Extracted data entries

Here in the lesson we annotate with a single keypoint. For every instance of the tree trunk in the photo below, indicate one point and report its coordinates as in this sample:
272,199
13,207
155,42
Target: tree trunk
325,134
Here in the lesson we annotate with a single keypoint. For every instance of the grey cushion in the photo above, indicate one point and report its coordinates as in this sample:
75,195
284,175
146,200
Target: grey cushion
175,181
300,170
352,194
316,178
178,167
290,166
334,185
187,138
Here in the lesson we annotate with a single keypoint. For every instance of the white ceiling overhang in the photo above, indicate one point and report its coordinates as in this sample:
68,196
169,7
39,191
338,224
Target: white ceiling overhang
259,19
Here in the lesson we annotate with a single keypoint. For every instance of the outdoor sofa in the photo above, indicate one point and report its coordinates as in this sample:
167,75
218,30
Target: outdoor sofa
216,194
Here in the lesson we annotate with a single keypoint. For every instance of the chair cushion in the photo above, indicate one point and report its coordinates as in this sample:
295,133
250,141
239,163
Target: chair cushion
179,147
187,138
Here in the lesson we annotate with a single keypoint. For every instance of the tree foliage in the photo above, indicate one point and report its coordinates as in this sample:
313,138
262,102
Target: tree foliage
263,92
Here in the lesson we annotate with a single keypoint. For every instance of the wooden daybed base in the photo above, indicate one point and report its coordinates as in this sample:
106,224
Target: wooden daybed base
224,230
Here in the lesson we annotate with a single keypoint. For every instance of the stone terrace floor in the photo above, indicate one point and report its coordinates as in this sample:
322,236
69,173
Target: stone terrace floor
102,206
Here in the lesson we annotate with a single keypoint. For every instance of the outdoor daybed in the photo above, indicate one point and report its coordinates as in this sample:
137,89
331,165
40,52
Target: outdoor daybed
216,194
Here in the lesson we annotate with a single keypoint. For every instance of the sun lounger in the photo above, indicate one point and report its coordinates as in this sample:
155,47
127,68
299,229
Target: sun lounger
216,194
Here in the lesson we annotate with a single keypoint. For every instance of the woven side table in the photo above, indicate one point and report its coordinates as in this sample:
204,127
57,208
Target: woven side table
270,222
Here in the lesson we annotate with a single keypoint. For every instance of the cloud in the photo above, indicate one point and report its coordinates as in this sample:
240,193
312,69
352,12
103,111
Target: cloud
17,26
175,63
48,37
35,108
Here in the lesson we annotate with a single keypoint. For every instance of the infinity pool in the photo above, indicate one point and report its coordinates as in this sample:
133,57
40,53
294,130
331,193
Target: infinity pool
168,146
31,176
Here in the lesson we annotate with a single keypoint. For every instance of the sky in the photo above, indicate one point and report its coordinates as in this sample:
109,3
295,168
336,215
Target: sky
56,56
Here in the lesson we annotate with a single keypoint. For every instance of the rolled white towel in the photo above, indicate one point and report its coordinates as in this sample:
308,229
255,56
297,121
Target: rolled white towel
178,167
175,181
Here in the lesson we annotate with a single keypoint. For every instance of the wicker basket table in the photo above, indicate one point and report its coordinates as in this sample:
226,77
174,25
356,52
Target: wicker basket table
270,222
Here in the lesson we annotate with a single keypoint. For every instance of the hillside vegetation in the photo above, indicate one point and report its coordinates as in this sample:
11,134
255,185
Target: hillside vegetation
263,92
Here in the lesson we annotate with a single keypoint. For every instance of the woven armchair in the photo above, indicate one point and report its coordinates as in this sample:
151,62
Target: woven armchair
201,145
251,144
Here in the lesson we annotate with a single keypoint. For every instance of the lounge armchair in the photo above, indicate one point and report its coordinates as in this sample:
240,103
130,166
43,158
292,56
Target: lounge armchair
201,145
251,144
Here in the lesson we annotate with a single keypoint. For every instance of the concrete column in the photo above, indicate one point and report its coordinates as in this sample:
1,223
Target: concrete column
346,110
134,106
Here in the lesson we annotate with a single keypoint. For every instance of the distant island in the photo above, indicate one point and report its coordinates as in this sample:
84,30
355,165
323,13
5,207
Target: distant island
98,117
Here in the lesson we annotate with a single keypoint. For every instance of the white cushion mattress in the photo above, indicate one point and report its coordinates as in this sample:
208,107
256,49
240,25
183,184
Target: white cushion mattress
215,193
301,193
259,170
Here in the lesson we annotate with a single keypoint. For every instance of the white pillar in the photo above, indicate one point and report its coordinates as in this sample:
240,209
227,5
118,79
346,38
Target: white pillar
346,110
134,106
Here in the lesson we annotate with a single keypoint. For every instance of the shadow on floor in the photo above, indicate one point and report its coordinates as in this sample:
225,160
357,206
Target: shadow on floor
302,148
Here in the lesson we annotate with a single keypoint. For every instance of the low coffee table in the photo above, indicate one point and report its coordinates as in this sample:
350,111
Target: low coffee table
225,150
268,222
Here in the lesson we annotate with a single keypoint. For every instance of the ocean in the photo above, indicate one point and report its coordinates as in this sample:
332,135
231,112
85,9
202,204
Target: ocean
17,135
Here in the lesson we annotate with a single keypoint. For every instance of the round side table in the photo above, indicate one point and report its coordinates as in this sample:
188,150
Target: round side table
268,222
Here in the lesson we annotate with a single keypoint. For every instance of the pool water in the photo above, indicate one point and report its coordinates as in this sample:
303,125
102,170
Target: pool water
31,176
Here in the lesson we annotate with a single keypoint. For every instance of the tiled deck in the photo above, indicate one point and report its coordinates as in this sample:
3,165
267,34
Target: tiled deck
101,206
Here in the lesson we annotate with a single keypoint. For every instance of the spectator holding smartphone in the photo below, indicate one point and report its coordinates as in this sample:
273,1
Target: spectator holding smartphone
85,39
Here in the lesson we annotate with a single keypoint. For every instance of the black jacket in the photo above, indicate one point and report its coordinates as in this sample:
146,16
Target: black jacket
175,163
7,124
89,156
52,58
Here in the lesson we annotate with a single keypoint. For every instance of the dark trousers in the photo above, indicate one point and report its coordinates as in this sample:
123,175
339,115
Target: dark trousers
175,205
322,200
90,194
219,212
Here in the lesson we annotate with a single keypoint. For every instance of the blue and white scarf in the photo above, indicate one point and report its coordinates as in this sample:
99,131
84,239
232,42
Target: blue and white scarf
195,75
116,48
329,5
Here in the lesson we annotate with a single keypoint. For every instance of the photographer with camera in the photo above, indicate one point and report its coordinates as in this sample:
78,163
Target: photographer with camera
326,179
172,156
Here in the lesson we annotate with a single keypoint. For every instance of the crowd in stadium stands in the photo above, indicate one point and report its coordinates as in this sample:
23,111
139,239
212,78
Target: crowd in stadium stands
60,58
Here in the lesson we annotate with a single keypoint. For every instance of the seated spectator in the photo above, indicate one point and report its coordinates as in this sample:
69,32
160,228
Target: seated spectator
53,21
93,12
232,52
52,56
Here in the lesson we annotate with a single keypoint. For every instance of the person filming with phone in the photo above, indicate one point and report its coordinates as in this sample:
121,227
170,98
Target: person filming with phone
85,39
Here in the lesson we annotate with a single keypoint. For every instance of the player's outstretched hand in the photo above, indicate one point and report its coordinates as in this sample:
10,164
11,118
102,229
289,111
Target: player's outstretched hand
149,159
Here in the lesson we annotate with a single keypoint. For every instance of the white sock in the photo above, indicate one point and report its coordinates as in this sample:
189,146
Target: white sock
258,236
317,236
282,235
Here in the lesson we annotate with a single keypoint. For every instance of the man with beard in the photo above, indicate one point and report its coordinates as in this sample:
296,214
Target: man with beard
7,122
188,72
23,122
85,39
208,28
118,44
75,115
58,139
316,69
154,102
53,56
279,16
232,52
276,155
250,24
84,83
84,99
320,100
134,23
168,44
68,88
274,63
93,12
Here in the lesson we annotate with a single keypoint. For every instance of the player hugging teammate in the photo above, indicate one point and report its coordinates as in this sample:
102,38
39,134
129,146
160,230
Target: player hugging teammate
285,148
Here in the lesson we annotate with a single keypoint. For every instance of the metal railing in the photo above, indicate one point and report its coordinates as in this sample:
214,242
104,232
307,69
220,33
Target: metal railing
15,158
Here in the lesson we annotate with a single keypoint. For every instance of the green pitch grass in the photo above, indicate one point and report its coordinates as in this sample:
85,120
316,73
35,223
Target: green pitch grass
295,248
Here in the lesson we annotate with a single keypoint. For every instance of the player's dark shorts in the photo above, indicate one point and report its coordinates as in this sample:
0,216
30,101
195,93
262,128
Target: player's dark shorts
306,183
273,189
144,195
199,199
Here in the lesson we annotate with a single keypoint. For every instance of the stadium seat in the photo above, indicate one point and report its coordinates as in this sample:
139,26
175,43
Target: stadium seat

- _PROBLEM REQUIREMENTS_: Give the lines exactly as they stand, from the line with "of the metal" through the end of the material.

- _THE OUTPUT_:
Here in the lesson we annotate with a single keypoint. For every instance of the metal railing in the photo above, indicate one point and report its coordinates as in this sample:
214,242
104,232
307,69
220,33
Target: metal railing
15,158
Here in the lesson we annotate with a single keypoint. For every instance of the green pitch grass in the photo above, indicate one point and report its coordinates as in this sample:
85,120
316,73
35,223
Target: green pitch grass
295,248
Here in the lesson we annotate with a single keypoint. For every instance of the player's dark shorts in the photo above, indicate one point and report its coordinates as in this sample:
0,216
30,101
195,93
262,128
Target: player's dark shorts
306,183
273,189
144,195
199,199
Here in the lesson we annotate with a single keypoint. For every instance of the stadium seat in the photo above, indicate one point and report its coordinates as in this sample:
139,26
175,43
Target: stadium seat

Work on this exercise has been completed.